RECORDS SHOWN:
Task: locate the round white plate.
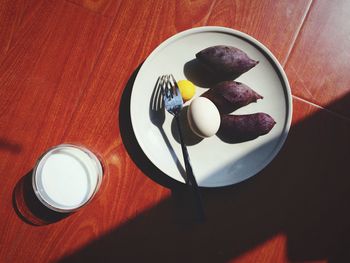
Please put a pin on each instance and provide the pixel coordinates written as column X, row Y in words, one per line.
column 215, row 163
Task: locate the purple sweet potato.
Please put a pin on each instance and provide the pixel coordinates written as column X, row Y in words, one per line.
column 240, row 128
column 225, row 61
column 230, row 95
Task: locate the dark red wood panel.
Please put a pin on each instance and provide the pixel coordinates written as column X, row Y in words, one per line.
column 319, row 64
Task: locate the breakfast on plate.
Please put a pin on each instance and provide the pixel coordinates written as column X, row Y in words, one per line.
column 237, row 128
column 210, row 113
column 230, row 95
column 203, row 117
column 226, row 62
column 187, row 89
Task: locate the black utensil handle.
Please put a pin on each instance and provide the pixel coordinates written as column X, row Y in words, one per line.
column 190, row 175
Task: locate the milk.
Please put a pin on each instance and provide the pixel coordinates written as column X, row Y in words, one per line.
column 67, row 177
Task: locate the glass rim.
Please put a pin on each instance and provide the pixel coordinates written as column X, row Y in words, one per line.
column 40, row 161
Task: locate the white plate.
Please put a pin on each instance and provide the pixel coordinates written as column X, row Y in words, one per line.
column 214, row 162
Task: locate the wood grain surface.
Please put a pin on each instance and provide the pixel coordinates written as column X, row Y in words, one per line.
column 66, row 74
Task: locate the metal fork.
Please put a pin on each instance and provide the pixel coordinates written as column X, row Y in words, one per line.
column 173, row 103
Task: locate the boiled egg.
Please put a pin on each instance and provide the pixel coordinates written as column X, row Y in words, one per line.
column 203, row 117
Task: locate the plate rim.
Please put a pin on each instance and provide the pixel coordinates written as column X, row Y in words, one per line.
column 253, row 41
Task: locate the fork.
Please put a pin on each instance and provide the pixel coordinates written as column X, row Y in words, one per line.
column 173, row 103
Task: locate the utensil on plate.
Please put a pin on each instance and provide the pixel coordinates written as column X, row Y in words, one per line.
column 173, row 104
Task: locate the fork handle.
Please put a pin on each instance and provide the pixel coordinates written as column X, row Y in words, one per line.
column 190, row 175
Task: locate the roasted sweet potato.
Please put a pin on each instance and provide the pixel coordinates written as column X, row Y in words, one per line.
column 225, row 61
column 240, row 128
column 231, row 95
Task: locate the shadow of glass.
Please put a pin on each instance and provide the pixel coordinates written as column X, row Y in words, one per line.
column 28, row 207
column 303, row 193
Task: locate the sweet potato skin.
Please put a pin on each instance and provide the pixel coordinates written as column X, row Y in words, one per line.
column 226, row 62
column 230, row 95
column 240, row 128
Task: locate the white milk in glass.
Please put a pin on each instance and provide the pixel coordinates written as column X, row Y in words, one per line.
column 67, row 177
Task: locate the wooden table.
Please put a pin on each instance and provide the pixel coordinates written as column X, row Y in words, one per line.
column 66, row 72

TASK TO CARRY OUT: Leave every image out, and retype the material exactly.

SOLUTION FOR THIS EXERCISE:
Task: locate the round white plate.
Please put a pin on each instance and provide the pixel coordinates written as column X, row Y in words, one per line.
column 215, row 163
Task: locate the purple sweet potato.
Please put a pin on each instance and provide the pixel coordinates written as column X, row Y in words, one per line.
column 240, row 128
column 225, row 61
column 230, row 95
Task: locate the dark red wood panel.
Please put a pin on each instance and provide the pixel coordinates written as column X, row Y in words, one per line.
column 319, row 64
Task: locate the breakfast on plate.
Please put a pin on each instance and provide the pixel coordinates written as column X, row Y in words, one per line.
column 237, row 128
column 210, row 113
column 230, row 95
column 203, row 117
column 226, row 62
column 187, row 89
Task: locate the black utensil handle.
Please put a pin on each instance and provide the pixel coordinates written as column X, row Y in words, one per line.
column 190, row 175
Task: locate the milk.
Please put a pin on each instance and provide the pixel coordinates written as column X, row Y in words, one per line.
column 67, row 177
Task: locate the glass rim.
Please put a pin on each instance and provide the pixel coordinates written as column X, row Y in words, one per line.
column 40, row 161
Task: locate the white plate.
Please put a pin on each instance and provide the pixel coordinates written as column X, row Y in words, one per line.
column 214, row 162
Task: locate the wood grain surface.
Please put a pin on each instance and provide the pixel coordinates written as column X, row Y in words, one per line.
column 66, row 74
Task: locate the metal fork.
Please put a pin on each instance and provide the pixel coordinates written as column X, row Y in words, one per line.
column 173, row 103
Task: locate the boiled egg.
Please put a pin on each instance and provide the pixel coordinates written as column X, row Y in words, one per line.
column 203, row 117
Task: locate the plate rim.
Please put a pin on each instance and provide the pixel coordinates written as column X, row Y in words, one per line.
column 253, row 41
Task: locate the fork.
Please put a pin on each instance and provide the pixel coordinates written as column X, row Y in words, one per line.
column 173, row 103
Task: locate the utensil on plate.
Please put a pin on each instance and provide the pixel coordinates written as column X, row Y in words, one per line.
column 173, row 104
Task: locate the fork handle.
Please put a pin on each instance and provide the pixel coordinates written as column X, row Y in words, one per line.
column 190, row 175
Task: locate the roasted sweet potato.
Please put a pin on each instance and provide the pixel coordinates written as column X, row Y in words, one per line.
column 225, row 61
column 240, row 128
column 231, row 95
Task: locate the shadow of glass.
Please put a pin on each instance and provide the pixel coordinates written as column X, row Y in words, one per line.
column 28, row 207
column 303, row 193
Task: locate the sweet potato skin.
Please put a pin on each instance and provide the pixel coordinates written as column X, row Y in words, one per line.
column 226, row 62
column 230, row 95
column 240, row 128
Task: locate the white milk in glass.
Please put a pin on each instance and provide the pixel coordinates written as column X, row Y in words, one per line.
column 67, row 177
Task: locate the wooden table.
Please put a pin on each instance and provide the pixel coordinates written as column X, row Y in words, one per line.
column 66, row 72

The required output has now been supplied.